Render the items between the line holding "For every instance of the red breast" and the line holding "[(621, 345)]", inclusive, as a numbered list with blank lines left out.

[BEGIN Excerpted records]

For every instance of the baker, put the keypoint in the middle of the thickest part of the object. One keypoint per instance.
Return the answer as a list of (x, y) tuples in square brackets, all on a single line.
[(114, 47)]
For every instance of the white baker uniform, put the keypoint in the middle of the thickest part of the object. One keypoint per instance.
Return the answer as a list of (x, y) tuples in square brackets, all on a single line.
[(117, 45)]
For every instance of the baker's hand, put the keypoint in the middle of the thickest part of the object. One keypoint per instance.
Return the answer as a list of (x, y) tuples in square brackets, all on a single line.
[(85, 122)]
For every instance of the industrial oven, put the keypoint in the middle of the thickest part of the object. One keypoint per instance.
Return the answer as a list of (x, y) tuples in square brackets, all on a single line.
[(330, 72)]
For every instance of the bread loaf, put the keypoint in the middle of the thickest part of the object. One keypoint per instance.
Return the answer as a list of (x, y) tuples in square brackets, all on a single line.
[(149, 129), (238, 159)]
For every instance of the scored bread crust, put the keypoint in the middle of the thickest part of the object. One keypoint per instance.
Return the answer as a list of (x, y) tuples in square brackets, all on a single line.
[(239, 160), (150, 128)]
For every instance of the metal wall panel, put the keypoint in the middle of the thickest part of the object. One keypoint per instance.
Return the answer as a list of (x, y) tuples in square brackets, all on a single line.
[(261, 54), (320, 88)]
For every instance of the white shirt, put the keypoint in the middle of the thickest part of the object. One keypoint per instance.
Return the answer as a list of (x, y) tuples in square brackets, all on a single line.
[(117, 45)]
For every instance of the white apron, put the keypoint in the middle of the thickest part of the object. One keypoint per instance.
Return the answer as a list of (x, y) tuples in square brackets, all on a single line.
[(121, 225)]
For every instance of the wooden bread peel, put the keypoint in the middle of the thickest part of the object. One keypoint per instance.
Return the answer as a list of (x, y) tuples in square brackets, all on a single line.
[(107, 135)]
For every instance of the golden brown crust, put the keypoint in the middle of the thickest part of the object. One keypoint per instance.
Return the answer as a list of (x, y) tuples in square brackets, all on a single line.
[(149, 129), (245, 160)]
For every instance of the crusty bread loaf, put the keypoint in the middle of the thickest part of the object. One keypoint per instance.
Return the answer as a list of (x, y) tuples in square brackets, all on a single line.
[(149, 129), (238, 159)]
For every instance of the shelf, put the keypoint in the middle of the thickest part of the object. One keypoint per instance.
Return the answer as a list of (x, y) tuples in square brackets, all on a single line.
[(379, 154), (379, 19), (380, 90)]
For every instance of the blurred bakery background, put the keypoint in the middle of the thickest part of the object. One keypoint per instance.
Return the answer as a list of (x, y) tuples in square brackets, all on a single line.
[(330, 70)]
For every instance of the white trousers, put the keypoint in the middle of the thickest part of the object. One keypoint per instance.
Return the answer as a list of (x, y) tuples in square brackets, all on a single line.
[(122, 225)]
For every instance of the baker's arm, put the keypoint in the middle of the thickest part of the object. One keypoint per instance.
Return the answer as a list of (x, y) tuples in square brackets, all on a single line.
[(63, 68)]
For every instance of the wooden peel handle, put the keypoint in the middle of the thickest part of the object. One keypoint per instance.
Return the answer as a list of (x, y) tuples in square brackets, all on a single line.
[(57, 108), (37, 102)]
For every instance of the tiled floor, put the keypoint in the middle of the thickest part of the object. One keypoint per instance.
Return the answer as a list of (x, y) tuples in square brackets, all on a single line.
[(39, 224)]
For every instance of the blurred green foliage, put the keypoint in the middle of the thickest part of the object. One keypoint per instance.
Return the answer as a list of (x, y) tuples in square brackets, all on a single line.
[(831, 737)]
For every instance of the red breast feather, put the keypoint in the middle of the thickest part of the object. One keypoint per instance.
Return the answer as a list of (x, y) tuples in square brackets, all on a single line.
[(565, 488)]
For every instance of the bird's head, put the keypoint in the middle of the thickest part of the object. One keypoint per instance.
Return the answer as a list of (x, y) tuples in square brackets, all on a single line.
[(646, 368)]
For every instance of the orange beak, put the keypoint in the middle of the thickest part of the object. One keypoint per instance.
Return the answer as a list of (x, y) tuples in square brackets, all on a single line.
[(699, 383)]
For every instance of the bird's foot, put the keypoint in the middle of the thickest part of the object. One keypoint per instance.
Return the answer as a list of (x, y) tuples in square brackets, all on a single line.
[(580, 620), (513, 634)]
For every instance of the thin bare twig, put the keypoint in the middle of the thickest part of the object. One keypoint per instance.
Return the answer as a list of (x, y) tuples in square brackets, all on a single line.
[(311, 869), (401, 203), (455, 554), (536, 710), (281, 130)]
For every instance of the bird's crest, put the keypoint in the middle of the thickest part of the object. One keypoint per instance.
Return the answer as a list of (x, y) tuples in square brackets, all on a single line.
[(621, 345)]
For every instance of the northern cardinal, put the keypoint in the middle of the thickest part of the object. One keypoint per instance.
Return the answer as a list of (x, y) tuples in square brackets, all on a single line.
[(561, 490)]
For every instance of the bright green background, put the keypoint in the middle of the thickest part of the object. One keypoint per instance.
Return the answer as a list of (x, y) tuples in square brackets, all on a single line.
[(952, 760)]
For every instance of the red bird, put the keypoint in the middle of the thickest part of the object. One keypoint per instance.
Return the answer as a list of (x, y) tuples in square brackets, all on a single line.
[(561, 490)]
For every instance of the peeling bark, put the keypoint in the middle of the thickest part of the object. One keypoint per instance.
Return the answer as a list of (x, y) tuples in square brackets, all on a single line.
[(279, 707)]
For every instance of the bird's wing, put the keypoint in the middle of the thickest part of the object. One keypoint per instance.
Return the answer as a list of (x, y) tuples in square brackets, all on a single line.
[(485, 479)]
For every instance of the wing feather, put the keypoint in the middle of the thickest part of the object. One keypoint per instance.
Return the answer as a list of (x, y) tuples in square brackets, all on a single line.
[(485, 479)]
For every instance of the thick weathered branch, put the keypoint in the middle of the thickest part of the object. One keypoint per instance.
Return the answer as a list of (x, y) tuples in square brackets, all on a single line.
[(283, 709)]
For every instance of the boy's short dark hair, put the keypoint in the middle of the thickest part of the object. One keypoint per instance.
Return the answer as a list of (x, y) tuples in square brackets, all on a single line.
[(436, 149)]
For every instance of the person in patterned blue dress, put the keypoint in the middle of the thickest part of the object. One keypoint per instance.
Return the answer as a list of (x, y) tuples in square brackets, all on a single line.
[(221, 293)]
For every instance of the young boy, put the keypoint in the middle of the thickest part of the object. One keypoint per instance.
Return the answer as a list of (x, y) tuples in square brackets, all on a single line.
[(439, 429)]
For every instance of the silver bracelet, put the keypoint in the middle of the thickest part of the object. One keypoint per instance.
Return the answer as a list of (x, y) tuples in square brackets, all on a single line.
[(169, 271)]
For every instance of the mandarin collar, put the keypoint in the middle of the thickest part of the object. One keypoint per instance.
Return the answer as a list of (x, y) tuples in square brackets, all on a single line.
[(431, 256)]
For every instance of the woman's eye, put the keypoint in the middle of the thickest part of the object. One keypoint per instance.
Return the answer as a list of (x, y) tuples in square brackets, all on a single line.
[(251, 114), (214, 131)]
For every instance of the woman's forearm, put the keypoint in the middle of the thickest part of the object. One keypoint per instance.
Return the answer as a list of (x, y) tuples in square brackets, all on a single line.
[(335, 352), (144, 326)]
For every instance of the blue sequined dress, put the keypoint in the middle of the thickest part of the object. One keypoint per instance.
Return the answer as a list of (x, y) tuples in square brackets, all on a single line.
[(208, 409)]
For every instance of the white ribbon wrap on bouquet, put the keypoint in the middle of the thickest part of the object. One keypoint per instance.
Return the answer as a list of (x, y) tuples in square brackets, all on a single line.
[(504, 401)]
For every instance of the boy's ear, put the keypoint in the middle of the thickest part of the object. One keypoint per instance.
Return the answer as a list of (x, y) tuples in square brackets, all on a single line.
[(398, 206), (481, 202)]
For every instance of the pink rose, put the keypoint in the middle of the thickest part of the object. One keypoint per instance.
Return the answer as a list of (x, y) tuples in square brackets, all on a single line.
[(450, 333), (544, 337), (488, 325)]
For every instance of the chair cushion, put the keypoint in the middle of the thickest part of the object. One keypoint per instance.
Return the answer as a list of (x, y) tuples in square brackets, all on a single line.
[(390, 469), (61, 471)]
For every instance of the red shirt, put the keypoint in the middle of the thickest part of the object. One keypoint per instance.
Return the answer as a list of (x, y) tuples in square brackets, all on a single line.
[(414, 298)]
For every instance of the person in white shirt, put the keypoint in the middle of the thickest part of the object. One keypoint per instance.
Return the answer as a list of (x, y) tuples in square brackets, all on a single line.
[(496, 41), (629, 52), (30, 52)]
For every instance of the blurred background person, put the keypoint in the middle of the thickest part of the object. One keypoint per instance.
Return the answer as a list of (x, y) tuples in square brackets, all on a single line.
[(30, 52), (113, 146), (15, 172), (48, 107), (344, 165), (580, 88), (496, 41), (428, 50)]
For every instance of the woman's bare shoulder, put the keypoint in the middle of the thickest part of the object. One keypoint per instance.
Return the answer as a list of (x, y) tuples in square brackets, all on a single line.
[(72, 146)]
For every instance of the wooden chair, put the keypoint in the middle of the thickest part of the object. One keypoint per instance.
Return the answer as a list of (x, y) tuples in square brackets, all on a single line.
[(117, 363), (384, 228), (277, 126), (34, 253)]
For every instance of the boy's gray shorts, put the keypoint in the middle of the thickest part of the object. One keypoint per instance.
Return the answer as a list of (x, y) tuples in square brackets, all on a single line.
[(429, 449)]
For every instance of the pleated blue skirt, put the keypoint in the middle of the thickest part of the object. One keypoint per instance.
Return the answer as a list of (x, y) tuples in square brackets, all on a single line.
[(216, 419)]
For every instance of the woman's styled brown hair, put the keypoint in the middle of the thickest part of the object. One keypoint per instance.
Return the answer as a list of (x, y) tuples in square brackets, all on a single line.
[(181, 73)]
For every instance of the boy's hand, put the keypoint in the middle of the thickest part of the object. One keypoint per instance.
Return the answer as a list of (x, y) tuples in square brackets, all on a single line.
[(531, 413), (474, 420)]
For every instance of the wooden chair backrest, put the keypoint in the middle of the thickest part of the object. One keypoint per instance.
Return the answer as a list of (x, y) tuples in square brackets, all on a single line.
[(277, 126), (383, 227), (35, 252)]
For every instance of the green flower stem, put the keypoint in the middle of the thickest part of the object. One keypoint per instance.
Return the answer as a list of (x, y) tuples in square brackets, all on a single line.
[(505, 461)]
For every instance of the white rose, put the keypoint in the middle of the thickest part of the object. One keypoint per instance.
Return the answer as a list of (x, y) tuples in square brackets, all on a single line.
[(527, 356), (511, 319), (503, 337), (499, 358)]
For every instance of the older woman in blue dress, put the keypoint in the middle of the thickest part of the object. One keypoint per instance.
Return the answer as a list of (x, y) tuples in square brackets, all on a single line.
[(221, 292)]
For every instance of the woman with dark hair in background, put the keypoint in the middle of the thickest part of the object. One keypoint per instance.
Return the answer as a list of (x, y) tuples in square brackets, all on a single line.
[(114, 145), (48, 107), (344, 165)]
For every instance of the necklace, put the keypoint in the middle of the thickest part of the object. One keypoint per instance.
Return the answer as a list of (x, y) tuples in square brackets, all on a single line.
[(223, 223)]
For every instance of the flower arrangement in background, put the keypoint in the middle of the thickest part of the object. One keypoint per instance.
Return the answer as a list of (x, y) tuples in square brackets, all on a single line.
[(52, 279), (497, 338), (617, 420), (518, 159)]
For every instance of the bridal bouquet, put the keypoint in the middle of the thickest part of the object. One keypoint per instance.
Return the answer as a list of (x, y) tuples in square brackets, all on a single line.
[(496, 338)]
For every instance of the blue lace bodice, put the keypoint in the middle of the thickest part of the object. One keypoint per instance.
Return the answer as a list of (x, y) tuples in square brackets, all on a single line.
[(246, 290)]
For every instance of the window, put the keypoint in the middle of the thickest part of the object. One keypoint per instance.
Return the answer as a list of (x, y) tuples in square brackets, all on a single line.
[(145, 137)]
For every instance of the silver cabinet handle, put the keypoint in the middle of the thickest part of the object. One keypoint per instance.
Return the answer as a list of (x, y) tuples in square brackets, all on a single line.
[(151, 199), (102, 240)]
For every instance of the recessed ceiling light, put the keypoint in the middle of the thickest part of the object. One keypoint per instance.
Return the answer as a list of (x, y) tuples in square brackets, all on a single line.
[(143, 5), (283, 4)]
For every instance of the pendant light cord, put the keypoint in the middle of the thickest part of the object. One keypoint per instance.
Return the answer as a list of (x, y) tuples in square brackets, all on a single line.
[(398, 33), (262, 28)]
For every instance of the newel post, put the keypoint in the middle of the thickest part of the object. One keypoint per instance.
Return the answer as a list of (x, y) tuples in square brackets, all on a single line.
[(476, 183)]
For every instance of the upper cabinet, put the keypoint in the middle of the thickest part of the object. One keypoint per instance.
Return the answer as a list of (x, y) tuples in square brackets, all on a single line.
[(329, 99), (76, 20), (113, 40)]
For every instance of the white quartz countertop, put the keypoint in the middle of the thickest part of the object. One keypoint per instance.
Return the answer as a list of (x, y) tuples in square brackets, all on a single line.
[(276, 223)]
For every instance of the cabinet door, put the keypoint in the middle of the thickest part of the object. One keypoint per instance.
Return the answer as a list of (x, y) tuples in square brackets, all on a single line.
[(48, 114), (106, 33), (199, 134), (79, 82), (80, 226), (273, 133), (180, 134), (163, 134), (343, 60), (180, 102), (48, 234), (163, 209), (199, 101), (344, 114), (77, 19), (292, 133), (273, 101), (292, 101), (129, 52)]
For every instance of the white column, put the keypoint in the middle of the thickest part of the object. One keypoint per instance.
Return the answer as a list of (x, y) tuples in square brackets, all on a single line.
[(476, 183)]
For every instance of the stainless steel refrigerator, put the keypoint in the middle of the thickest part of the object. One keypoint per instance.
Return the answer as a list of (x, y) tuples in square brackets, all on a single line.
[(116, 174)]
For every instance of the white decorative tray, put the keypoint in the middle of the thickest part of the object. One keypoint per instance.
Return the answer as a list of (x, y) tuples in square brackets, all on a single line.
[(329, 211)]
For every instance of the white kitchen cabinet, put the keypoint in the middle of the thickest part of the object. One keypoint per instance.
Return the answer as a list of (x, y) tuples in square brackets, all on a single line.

[END Excerpted records]

* _Task answer_:
1. For every instance of the red breast feather, put the keypoint in the middle of the thickest part of the object. One keypoint per instance.
2. Return the answer as a list of (x, y) tuples in square brackets, all on a single line.
3. [(565, 488)]
4. For every instance of the bird's head, put the keypoint in the middle of the thickest part of the object. One keypoint per instance.
5. Return the answer as a list of (x, y) tuples in square brackets, all on a single line.
6. [(646, 368)]
7. For every instance of the orange beak, put the keypoint in the middle of the thickest part of the object. One keypoint per instance.
8. Return the answer as a list of (x, y) tuples in square brackets, all on a single line.
9. [(699, 383)]
10. For every instance of the bird's foot, put the keypoint in the middle of the thickest part of the object. One keypoint per instance.
11. Return the answer as a list of (x, y) tuples in square brackets, all on a single line.
12. [(580, 620), (513, 634)]
13. For every instance of the thin bare twig, put the keypoint in the middle of the thickest part of the object. One keypoint per instance.
14. Return the answer as a list of (x, y) tuples in square brackets, all on a single line.
15. [(311, 869), (401, 203), (455, 554), (536, 710), (281, 130)]
16. For every instance of the bird's crest, put the keypoint in the middle of the thickest part of the object. One keypoint per instance.
17. Return the answer as a list of (x, y) tuples in square brackets, all on a single line.
18. [(621, 345)]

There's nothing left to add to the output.